> **Recorded data**
BEGIN

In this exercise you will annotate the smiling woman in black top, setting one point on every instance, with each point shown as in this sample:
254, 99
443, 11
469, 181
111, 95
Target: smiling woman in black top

END

> **What the task asks**
Show all lines in the entries above where the word "woman" appears.

> **Answer box**
In this exercise you will annotate the smiling woman in black top, setting one point on every instance, with each point shown as in this sample:
Target: smiling woman in black top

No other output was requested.